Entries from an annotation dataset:

— Start —

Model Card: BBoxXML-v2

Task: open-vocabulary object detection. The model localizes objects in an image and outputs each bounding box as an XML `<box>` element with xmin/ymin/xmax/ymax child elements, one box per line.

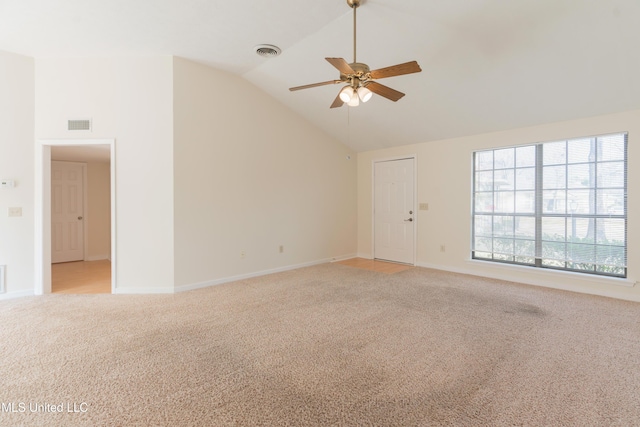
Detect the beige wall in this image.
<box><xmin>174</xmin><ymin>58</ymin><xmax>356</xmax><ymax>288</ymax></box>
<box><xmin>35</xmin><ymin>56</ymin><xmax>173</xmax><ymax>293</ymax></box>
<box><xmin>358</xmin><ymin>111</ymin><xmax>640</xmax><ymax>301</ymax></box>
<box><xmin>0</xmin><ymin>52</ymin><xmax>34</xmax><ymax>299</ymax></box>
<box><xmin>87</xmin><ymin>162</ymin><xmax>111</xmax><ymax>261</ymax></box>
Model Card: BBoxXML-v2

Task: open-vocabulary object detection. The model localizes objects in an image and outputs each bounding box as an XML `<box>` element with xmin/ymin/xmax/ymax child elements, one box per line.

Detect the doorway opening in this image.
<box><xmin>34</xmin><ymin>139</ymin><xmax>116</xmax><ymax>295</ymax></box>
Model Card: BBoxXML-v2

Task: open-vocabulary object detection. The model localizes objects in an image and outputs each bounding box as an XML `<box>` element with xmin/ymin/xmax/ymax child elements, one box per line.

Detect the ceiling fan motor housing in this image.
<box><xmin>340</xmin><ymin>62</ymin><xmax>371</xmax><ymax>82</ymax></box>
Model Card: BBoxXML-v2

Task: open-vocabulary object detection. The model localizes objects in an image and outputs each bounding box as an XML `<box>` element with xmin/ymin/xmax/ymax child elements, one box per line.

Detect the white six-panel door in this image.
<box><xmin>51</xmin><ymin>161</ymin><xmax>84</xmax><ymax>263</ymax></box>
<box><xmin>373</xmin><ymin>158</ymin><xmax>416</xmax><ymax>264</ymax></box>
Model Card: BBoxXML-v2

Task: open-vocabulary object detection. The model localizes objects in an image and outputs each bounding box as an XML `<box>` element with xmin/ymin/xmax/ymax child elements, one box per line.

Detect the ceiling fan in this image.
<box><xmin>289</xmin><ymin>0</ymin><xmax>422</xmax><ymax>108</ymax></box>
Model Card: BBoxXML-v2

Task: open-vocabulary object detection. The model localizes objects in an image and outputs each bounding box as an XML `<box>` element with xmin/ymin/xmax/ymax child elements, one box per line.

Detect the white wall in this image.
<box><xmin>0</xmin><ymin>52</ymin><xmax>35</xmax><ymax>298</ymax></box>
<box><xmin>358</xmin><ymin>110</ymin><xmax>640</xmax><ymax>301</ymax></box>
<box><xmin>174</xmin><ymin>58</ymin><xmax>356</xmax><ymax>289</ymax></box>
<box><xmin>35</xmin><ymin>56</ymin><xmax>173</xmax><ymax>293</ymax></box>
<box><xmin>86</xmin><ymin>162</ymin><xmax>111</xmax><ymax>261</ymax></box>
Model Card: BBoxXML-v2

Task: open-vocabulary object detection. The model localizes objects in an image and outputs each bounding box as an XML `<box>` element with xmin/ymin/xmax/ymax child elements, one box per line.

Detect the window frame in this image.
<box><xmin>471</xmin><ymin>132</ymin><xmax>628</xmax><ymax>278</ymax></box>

— End —

SHORT PROBLEM: Make an exact copy of the records above, with the pictures left out.

RESPONSE BELOW:
Model Card: BBoxXML-v2

Task: open-vocabulary object detection. The model localizes objects in an image and outputs each bounding box as an XML `<box>` element with xmin/ymin/xmax/ymax child elements, one box per line.

Detect the beige wall in this image.
<box><xmin>174</xmin><ymin>58</ymin><xmax>356</xmax><ymax>288</ymax></box>
<box><xmin>35</xmin><ymin>56</ymin><xmax>173</xmax><ymax>293</ymax></box>
<box><xmin>358</xmin><ymin>111</ymin><xmax>640</xmax><ymax>301</ymax></box>
<box><xmin>0</xmin><ymin>52</ymin><xmax>34</xmax><ymax>299</ymax></box>
<box><xmin>87</xmin><ymin>162</ymin><xmax>111</xmax><ymax>261</ymax></box>
Model Card: BBoxXML-v2

Task: open-vocabulary object detection. The model localizes objects in an image and outputs each bounding box as an XML `<box>` element with xmin/ymin/xmax/ymax child elements, one box per line.

Detect the doorway opening in this image.
<box><xmin>34</xmin><ymin>139</ymin><xmax>116</xmax><ymax>295</ymax></box>
Model Card: BBoxXML-v2

Task: open-vocabulary object detection. The model localizes objects in an image and outputs each bounding box as an XML `<box>` element with xmin/ymin/xmax/ymax child elements, one box per line.

Detect the ceiling fan motor housing in this image.
<box><xmin>340</xmin><ymin>62</ymin><xmax>371</xmax><ymax>82</ymax></box>
Model Card: BBoxXML-v2

Task: open-vocabulary object detection. The model localizes objects in an image and outputs each bounding box as an XML `<box>` element with xmin/ymin/xmax/ymax child elements, one box per line.

Detect the white six-panel door in this image.
<box><xmin>51</xmin><ymin>161</ymin><xmax>84</xmax><ymax>263</ymax></box>
<box><xmin>373</xmin><ymin>158</ymin><xmax>416</xmax><ymax>264</ymax></box>
Model Card: BBoxXML-v2

Task: open-vocabulary object detection. The model localizes objects in an image and outputs each bounding box as an XML `<box>` element with xmin/ymin/xmax/ymax child elements, one box per line.

Detect the ceiling fan in this image.
<box><xmin>289</xmin><ymin>0</ymin><xmax>422</xmax><ymax>108</ymax></box>
Model Card: BBoxXML-v2

Task: open-vocabulary object detection. The model localizes objects in an image and outputs each bounding box as an XML `<box>` element with xmin/ymin/xmax/ymax child elements, one box per line.

Detect the white wall in this image.
<box><xmin>0</xmin><ymin>52</ymin><xmax>35</xmax><ymax>298</ymax></box>
<box><xmin>358</xmin><ymin>110</ymin><xmax>640</xmax><ymax>301</ymax></box>
<box><xmin>174</xmin><ymin>58</ymin><xmax>356</xmax><ymax>289</ymax></box>
<box><xmin>35</xmin><ymin>56</ymin><xmax>173</xmax><ymax>293</ymax></box>
<box><xmin>86</xmin><ymin>162</ymin><xmax>111</xmax><ymax>261</ymax></box>
Model Card: BBoxXML-v2

Task: open-vocabulary object detection. The model localizes objects in an image and outputs each bounding box as an XML `<box>` element with xmin/ymin/xmax/ymax child elements, one box per line.

Detect the window frame in this image.
<box><xmin>471</xmin><ymin>132</ymin><xmax>628</xmax><ymax>278</ymax></box>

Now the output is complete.